# Quoted passage:
There are so many (too many?) options when it comes to fulfilling different needs and desires in the bedroom. Image: Chelsea Yarger/Pixabay.
Differences in sexual desire among couples are very common.
It’s a tough conversation. One of you wants more sex, and the other probably hasn’t realized there was a problem. They’re not interested in more sex, or maybe they’re not interested in sex in general.
But it’s a conversation that needs to happen.
Constantly asking for, or trying for, something the other person doesn’t want to give can be frustrating and rapidly confidence depleting. On the other hand, trying to give something you’re not interested in giving can be harrowing and unfulfilling.
That’s why you need to talk about it.
Sure, “owning” differing sex drives can be tough. Admitting you no longer feel interested in sex, or asking your partner for more frequent or experimental sex, can be difficult to do without one of you feeling shamed.
But this shame is for NO REASON.
Two different people, with different bodies and desires, aren’t going to be 100% compatible 100% of the time. For this reason, we’ve put together the key factors to consider when discussing different sex drives with your partner.
Talk about it. Don’t consider it a “problem,” and don’t turn it into an argument. It’s normal, and it’s certainly understandable.
Don’t use blame, and don’t take it personally.
This is number one for a reason, and it goes both ways.
The person wanting more sex should remember their partner’s “lack” of interest might have nothing to do with them — it might be hormones, stress, tiredness, or other factors. And, for this reason, blame should have nothing to do with this conversation.
Don’t jump to conclusions (maybe they no longer want me) and don’t put the entire responsibility onto the other person. Think about what might you be able to do to make things more exciting.
For the person on the receiving end, it’s just as important to keep things impersonal. Don’t get defensive or take your partner’s needs as a personal attack on your performance or sex life.
Differences in sexual desire among couples are very common, author and relationship therapist Michele Weiner-Davis told Psychology Today. “Although it is hard to have your advances rejected repeatedly without taking it personally, you need to remind yourself that a partner’s lack of interest in sex just may not be about you, your attractiveness, or your qualities as a human being. Chances are, given the choice, he or she would prefer to feel turned on easily. The situation hurts you, but don’t underestimate how painful it is for your partner.”

# Your task:
Decide whether each statement agrees with the article on differing sex drives. Answer yes or no, and quote the deciding words of the article.
1. The article describes differences in sexual desire among couples as rare.
2. The article names stress and tiredness among possible causes of a partner's lack of interest.
3. The article attributes a statement to Michele Weiner-Davis speaking to Psychology Today.

(Dataset entries)
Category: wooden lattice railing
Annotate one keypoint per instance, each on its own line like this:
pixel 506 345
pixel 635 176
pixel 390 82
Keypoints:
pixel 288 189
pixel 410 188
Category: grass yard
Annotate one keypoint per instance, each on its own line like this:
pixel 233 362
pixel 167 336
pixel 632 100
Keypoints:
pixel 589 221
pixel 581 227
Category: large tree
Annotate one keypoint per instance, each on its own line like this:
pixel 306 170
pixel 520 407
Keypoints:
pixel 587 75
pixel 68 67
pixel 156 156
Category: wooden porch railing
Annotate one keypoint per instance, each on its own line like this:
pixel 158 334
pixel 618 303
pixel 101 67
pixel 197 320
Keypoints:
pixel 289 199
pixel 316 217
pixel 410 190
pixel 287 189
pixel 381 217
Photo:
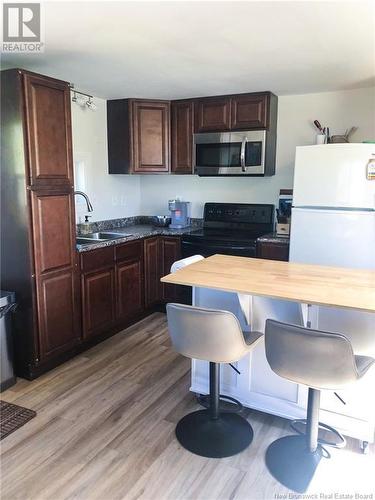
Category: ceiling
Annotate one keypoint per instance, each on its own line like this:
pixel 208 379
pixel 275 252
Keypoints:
pixel 186 49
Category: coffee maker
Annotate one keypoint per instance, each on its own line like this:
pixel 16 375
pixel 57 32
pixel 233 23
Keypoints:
pixel 180 213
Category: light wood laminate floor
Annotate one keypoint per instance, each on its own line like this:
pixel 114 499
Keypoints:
pixel 105 430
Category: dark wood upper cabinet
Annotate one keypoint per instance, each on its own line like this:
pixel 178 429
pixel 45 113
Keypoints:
pixel 212 114
pixel 249 111
pixel 49 130
pixel 182 115
pixel 138 136
pixel 151 136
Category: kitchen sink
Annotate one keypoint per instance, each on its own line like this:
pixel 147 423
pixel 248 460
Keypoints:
pixel 91 238
pixel 85 241
pixel 104 236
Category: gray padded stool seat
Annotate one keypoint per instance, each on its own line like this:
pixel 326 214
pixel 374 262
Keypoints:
pixel 215 336
pixel 322 361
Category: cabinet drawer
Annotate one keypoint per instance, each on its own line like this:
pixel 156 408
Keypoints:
pixel 96 259
pixel 129 251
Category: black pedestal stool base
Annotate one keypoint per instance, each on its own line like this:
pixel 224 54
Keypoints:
pixel 225 436
pixel 291 463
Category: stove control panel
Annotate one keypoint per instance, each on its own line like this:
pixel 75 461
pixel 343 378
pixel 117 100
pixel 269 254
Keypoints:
pixel 234 213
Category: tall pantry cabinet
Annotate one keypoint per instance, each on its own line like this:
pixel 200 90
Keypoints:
pixel 38 257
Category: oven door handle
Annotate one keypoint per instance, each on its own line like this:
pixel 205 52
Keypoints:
pixel 217 246
pixel 242 155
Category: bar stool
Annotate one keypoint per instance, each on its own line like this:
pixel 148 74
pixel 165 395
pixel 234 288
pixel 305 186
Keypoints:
pixel 322 361
pixel 215 336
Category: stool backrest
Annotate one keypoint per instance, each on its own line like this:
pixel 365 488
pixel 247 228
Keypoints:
pixel 208 334
pixel 320 360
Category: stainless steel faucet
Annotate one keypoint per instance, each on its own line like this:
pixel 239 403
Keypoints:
pixel 88 202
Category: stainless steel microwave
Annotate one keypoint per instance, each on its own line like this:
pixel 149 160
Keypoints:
pixel 232 154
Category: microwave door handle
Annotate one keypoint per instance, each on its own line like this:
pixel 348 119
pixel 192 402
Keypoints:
pixel 242 157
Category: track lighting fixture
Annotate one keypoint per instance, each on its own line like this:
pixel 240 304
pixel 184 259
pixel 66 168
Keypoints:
pixel 83 100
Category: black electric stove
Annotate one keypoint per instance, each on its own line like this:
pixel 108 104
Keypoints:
pixel 229 228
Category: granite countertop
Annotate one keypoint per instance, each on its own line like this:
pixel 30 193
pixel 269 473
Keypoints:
pixel 273 238
pixel 132 233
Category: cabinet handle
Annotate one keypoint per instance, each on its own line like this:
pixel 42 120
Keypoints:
pixel 242 156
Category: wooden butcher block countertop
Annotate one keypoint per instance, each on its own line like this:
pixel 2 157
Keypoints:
pixel 310 284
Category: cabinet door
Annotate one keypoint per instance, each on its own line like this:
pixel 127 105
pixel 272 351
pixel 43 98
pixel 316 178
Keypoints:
pixel 152 271
pixel 98 296
pixel 129 290
pixel 182 137
pixel 248 112
pixel 170 252
pixel 55 269
pixel 151 136
pixel 273 251
pixel 53 230
pixel 212 114
pixel 58 312
pixel 49 130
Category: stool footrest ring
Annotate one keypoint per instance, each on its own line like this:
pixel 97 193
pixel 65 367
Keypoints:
pixel 340 444
pixel 224 401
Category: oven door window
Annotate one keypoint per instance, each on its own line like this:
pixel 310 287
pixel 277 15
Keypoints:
pixel 221 154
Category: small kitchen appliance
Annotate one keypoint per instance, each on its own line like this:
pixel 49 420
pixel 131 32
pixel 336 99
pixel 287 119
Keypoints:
pixel 180 213
pixel 245 153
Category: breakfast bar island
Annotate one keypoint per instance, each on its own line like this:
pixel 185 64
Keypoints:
pixel 255 290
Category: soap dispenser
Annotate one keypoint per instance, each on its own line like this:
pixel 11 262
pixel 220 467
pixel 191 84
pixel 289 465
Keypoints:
pixel 86 225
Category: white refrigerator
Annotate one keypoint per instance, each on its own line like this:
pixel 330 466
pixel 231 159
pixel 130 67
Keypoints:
pixel 333 224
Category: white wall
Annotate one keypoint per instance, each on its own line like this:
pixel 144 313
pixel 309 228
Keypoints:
pixel 112 196
pixel 115 196
pixel 339 110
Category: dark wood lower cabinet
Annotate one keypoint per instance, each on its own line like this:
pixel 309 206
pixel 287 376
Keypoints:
pixel 98 295
pixel 130 295
pixel 170 252
pixel 153 271
pixel 58 307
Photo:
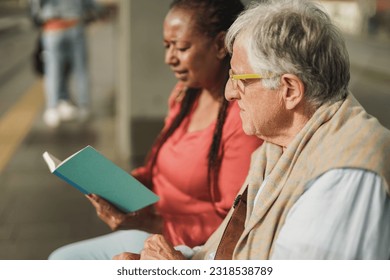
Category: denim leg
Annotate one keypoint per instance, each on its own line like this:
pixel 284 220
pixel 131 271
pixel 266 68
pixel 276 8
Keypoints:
pixel 54 59
pixel 80 65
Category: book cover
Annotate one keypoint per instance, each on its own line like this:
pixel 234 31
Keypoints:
pixel 91 172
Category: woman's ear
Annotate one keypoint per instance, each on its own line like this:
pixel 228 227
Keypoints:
pixel 220 45
pixel 293 90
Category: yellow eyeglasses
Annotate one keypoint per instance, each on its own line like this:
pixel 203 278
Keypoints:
pixel 234 78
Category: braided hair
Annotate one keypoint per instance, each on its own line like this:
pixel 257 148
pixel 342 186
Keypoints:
pixel 211 17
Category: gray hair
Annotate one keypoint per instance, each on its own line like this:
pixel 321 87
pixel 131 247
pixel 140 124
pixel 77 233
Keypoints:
pixel 296 37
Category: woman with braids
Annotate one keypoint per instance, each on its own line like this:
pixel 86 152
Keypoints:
pixel 201 158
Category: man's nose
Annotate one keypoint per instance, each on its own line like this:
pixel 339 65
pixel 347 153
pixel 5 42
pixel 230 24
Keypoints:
pixel 231 93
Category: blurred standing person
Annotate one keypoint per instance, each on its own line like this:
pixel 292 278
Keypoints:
pixel 65 53
pixel 202 155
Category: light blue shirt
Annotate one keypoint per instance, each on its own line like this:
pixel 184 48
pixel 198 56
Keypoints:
pixel 343 214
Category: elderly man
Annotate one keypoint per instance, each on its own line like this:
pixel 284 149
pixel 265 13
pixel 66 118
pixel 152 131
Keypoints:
pixel 319 186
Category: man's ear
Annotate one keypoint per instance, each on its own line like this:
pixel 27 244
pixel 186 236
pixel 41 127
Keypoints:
pixel 293 90
pixel 219 43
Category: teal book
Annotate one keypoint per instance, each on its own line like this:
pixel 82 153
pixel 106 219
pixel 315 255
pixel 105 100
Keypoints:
pixel 90 172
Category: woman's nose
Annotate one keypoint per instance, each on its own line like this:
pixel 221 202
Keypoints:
pixel 170 56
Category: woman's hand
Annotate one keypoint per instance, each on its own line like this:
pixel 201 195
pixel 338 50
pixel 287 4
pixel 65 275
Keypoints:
pixel 127 256
pixel 144 219
pixel 107 212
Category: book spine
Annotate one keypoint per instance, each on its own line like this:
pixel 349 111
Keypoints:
pixel 70 182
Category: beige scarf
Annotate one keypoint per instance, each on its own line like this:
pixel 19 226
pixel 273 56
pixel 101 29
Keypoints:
pixel 340 135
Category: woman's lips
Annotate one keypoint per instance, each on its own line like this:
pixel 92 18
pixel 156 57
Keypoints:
pixel 180 74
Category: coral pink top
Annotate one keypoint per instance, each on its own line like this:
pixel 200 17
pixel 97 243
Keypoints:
pixel 180 176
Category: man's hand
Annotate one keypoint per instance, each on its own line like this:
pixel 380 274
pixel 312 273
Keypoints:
pixel 157 247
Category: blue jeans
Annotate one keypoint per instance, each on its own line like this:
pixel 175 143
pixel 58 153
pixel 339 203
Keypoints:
pixel 65 53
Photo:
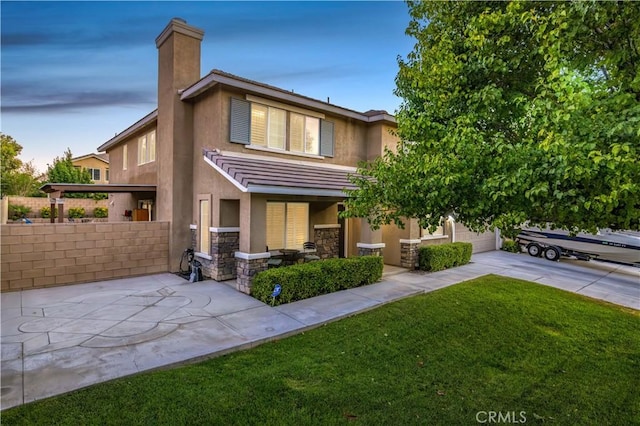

# Result of the exercise:
1. No: "Differences in sexual desire among couples are very common."
2. Yes: "it might be hormones, stress, tiredness, or other factors"
3. Yes: "author and relationship therapist Michele Weiner-Davis told Psychology Today"